- What is needed
Reproduce every one of the following records verbatim, keeping each character, space, and line break unchanged.
====
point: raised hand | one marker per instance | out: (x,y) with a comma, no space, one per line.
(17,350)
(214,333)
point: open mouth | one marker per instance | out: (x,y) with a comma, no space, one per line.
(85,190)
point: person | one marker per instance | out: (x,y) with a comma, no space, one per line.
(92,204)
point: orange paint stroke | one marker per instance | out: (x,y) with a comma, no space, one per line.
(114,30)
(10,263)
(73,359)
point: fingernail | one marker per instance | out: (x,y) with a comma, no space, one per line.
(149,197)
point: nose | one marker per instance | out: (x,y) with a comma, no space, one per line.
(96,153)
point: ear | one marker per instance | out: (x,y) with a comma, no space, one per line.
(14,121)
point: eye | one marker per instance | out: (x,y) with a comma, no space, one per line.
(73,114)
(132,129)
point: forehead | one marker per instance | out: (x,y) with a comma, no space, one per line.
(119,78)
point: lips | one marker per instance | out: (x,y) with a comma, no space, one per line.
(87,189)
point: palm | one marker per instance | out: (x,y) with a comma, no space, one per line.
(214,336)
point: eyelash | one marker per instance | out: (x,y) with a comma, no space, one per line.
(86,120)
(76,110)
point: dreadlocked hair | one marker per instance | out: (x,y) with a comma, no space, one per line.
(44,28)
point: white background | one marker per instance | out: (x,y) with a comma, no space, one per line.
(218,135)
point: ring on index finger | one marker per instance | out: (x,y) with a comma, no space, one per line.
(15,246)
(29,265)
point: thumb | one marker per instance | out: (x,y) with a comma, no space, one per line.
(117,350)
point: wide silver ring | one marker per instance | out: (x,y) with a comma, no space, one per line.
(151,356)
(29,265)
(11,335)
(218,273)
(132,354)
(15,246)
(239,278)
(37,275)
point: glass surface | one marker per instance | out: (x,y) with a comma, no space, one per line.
====
- The completed task
point: raised hand | one marker per instance | out: (x,y) with a comma, no space, one per line.
(17,350)
(214,333)
point: open mouth | one marker per instance | out: (x,y) with a comma, no space, one per line.
(85,190)
point: person | one marker per instance | out: (x,y) with a comma, no space, one per line.
(92,204)
point: orange paint stroke | one marker per instance | out: (x,y) with a comma, no space, one per line.
(114,30)
(10,263)
(73,359)
point: fingernail | one marker per instance | out: (x,y) with a comma, no space, one per line.
(149,197)
point: nose | one marker per instance | out: (x,y) with a comma, no space, one per line.
(96,153)
point: ear | one marker per instance | out: (x,y) with a comma, no space, one per line.
(14,121)
point: eye | one marker per instance | out: (x,y) with a comma, no space, one per line.
(73,114)
(132,129)
point: forehead | one marker per instance | out: (x,y) with a comma, no space, one per line.
(119,78)
point: lips | one marker per instance | out: (x,y) with a comma, no space, one per line.
(87,189)
point: palm | one marker per instance | out: (x,y) with a comma, no space, one per line.
(214,336)
point: eyelash | one marker per instance | out: (x,y) with a comma, no space, one per line.
(86,120)
(76,110)
point: dreadlocked hair | one marker per instance | out: (x,y) with a comma, no space, one per line.
(44,28)
point: white background | one marker per instance | out: (x,y) with a comma, no space, one per line.
(218,135)
point: ring on index finger | one marker per instance | out: (x,y) with a comma, no space, one per line.
(15,246)
(29,265)
point: thumb | one marker per instance | out: (x,y) with a comma, no space, one per line.
(117,350)
point: wide silver ring | one marker per instance | out: (x,y) with a comma, no space, one per line.
(151,356)
(29,265)
(11,335)
(218,273)
(132,354)
(15,246)
(239,278)
(37,275)
point: glass surface | one marker per instance | out: (x,y) with a comma, no space, one per line.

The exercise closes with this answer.